- Dataset records -
◆ ◆ ◆ ◆ ◆ ◆ ◆

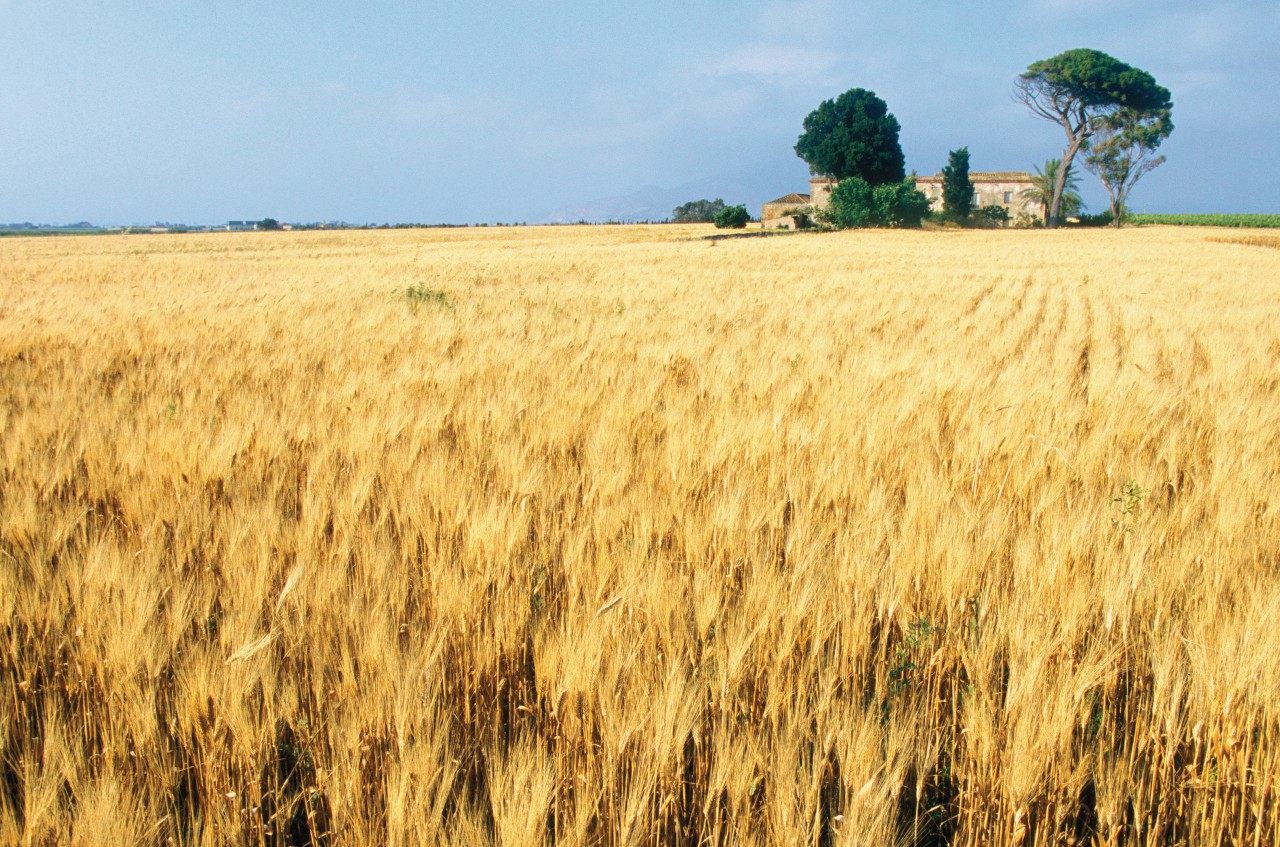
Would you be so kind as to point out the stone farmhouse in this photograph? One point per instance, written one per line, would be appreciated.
(990, 188)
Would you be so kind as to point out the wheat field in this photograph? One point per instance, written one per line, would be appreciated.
(622, 536)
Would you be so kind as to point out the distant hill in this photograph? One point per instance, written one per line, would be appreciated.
(654, 202)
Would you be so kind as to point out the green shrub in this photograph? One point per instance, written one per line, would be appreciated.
(1101, 219)
(990, 216)
(732, 218)
(854, 204)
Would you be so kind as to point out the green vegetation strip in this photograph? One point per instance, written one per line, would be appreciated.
(1269, 221)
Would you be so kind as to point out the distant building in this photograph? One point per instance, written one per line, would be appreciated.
(1001, 188)
(990, 188)
(780, 207)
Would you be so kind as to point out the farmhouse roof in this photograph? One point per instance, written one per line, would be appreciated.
(987, 177)
(791, 198)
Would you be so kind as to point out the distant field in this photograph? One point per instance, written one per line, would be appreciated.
(618, 536)
(1266, 221)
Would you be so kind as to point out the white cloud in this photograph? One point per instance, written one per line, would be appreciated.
(775, 62)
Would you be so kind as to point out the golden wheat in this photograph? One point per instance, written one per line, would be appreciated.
(621, 536)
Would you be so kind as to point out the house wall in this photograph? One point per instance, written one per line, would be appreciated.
(819, 191)
(1001, 192)
(772, 211)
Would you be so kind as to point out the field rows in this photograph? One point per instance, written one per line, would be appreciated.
(620, 536)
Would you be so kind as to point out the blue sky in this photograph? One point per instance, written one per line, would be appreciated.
(174, 110)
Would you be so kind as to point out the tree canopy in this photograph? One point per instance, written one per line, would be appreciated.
(696, 211)
(1079, 90)
(853, 136)
(956, 186)
(1124, 149)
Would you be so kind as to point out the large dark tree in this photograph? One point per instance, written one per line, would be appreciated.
(696, 211)
(853, 136)
(1123, 150)
(956, 186)
(1079, 90)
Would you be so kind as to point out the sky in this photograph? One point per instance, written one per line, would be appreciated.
(137, 111)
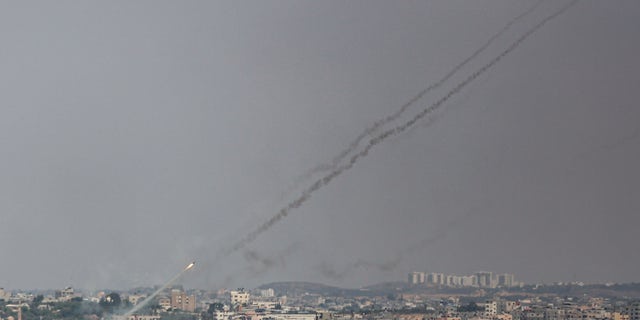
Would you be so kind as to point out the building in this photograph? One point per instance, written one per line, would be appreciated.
(633, 310)
(65, 294)
(182, 301)
(239, 297)
(506, 280)
(416, 277)
(485, 279)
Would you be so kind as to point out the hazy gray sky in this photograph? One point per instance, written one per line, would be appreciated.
(138, 136)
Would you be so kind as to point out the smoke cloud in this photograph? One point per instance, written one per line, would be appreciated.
(353, 145)
(373, 142)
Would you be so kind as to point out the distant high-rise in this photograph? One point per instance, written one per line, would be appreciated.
(416, 277)
(506, 280)
(182, 301)
(485, 279)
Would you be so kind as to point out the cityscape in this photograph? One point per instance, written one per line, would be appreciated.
(320, 160)
(424, 296)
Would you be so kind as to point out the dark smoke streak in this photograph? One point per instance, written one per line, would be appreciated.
(392, 117)
(306, 194)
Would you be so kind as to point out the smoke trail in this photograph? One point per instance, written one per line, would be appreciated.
(394, 116)
(307, 193)
(260, 264)
(155, 293)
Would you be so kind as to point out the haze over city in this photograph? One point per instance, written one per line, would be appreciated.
(495, 135)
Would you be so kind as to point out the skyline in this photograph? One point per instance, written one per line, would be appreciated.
(139, 137)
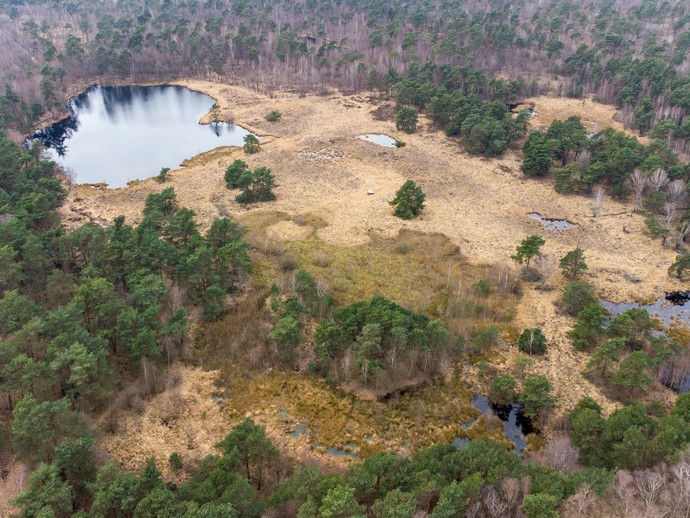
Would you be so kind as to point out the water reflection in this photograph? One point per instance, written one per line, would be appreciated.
(118, 134)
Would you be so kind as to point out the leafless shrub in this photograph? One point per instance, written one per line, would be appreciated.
(546, 266)
(560, 454)
(681, 487)
(176, 298)
(597, 199)
(171, 408)
(136, 404)
(174, 379)
(111, 424)
(495, 505)
(622, 492)
(638, 184)
(649, 484)
(584, 157)
(506, 278)
(511, 489)
(682, 233)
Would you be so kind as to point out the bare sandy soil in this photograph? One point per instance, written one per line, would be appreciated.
(480, 204)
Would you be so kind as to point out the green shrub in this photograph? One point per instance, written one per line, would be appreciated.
(273, 116)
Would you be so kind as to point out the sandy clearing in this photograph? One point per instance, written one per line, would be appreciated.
(480, 204)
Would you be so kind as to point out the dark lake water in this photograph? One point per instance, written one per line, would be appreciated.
(119, 134)
(515, 425)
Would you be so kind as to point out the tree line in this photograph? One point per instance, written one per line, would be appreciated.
(605, 49)
(79, 310)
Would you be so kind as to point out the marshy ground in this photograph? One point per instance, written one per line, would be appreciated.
(324, 218)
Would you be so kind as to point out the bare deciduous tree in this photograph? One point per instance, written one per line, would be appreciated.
(638, 184)
(669, 212)
(622, 490)
(658, 180)
(511, 489)
(676, 192)
(682, 233)
(681, 488)
(597, 199)
(581, 503)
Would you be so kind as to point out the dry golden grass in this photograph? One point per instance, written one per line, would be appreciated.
(481, 205)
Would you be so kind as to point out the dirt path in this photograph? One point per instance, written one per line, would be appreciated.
(480, 204)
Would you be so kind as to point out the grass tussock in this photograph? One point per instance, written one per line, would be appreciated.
(425, 273)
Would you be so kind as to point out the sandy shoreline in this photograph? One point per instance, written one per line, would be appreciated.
(322, 169)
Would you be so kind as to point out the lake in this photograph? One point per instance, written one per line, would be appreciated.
(123, 133)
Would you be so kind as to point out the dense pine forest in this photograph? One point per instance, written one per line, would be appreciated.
(95, 320)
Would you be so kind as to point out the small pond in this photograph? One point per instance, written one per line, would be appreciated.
(672, 308)
(665, 310)
(381, 140)
(348, 450)
(118, 134)
(552, 224)
(515, 425)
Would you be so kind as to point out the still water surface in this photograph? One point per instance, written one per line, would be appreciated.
(119, 134)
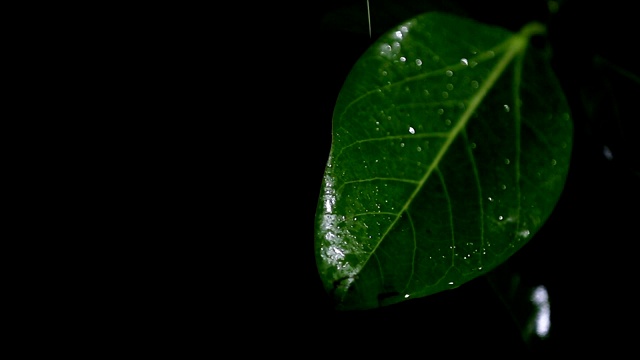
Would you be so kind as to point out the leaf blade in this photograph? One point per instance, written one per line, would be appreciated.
(376, 246)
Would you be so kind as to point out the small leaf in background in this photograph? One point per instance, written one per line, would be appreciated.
(451, 144)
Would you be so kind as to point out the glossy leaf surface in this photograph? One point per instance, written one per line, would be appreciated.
(451, 143)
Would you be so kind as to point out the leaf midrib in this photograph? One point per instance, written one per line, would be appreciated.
(515, 45)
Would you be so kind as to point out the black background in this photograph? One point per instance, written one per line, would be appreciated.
(238, 270)
(584, 253)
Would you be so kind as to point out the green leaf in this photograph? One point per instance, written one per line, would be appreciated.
(451, 144)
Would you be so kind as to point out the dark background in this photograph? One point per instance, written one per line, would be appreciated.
(583, 255)
(234, 263)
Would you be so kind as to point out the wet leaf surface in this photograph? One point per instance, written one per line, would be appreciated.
(451, 144)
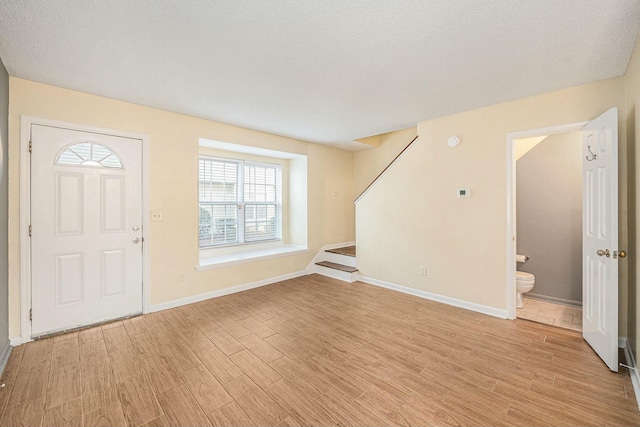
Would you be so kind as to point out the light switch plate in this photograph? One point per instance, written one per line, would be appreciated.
(463, 192)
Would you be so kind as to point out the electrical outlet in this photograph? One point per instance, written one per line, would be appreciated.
(157, 216)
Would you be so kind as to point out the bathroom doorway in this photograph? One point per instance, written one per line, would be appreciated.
(600, 251)
(548, 171)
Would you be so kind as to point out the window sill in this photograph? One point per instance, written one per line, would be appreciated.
(227, 260)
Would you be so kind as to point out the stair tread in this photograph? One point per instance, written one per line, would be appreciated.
(337, 266)
(347, 250)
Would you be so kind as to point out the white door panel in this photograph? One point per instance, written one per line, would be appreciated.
(86, 199)
(600, 236)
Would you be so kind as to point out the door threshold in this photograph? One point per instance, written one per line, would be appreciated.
(80, 328)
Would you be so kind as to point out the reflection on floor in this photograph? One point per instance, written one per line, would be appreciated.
(564, 316)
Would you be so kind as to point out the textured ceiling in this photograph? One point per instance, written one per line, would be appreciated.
(323, 71)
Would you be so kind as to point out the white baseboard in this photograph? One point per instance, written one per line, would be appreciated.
(222, 292)
(4, 356)
(553, 299)
(320, 255)
(623, 342)
(17, 341)
(484, 309)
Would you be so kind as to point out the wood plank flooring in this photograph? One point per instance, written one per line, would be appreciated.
(314, 351)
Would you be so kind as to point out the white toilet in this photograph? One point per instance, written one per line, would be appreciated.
(524, 281)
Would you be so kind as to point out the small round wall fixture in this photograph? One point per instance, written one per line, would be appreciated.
(453, 141)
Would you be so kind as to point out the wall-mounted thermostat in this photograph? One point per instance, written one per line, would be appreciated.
(464, 192)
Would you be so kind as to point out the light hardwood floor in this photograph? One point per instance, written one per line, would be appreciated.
(561, 315)
(314, 351)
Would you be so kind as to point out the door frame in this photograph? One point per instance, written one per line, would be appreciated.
(25, 211)
(511, 202)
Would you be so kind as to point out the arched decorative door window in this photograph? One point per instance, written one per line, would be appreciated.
(88, 153)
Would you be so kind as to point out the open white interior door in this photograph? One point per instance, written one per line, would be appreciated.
(600, 236)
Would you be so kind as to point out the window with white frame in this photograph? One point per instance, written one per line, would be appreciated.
(240, 202)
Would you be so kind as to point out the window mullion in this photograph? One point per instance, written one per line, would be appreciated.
(241, 203)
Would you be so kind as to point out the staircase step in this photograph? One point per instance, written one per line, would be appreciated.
(347, 250)
(337, 266)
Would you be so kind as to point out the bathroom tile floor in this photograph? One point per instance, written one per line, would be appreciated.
(564, 316)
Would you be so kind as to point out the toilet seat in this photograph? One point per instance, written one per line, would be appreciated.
(524, 277)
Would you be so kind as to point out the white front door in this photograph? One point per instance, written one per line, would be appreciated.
(86, 219)
(600, 236)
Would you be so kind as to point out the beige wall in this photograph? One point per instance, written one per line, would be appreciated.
(367, 164)
(4, 205)
(632, 121)
(418, 221)
(173, 184)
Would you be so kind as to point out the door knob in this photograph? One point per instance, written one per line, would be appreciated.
(619, 254)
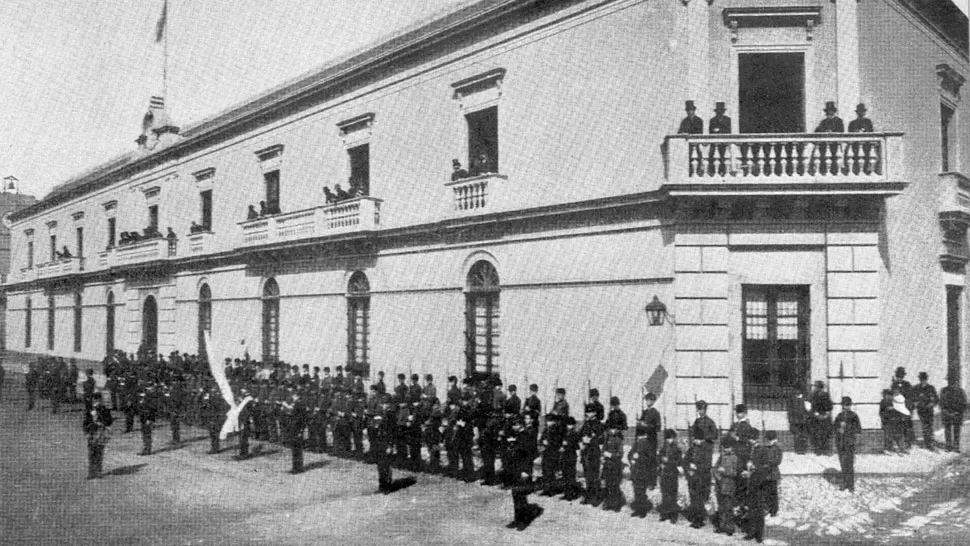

◆ ◆ ◆ ◆ ◆ ◆ ◆

- TO BE DONE -
Can you convert the listing above into a Markdown table with the columns "Number" and "Entry", starting from the top of the listing and ending after the line that contains "(1269, 221)"? Leave out the pictures and any blank lines.

- EXERCISE ANSWER -
| Number | Entry |
|---|---|
| 1 | Would you be so kind as to point out the stone farmhouse in this photograph? One point per instance, written one per line, would be appreciated. |
| 2 | (990, 188) |
| 3 | Would you be so kind as to point out the wheat field in this photograph? One point per instance, written one per line, would be appreciated. |
| 4 | (622, 536) |
| 5 | Would you be so kind as to point out the distant hill in this photograph? One point per instance, written one per line, would be appreciated. |
| 6 | (654, 202) |
| 7 | Would you be so kind as to point out the green shrub in this photograph? One point per instance, written one per line, would be appreciated. |
| 8 | (1101, 219) |
| 9 | (990, 216) |
| 10 | (732, 218) |
| 11 | (854, 204) |
| 12 | Would you be so kind as to point out the green vegetation strip in this photograph? One point per instance, written one per line, would be appreciated. |
| 13 | (1269, 221) |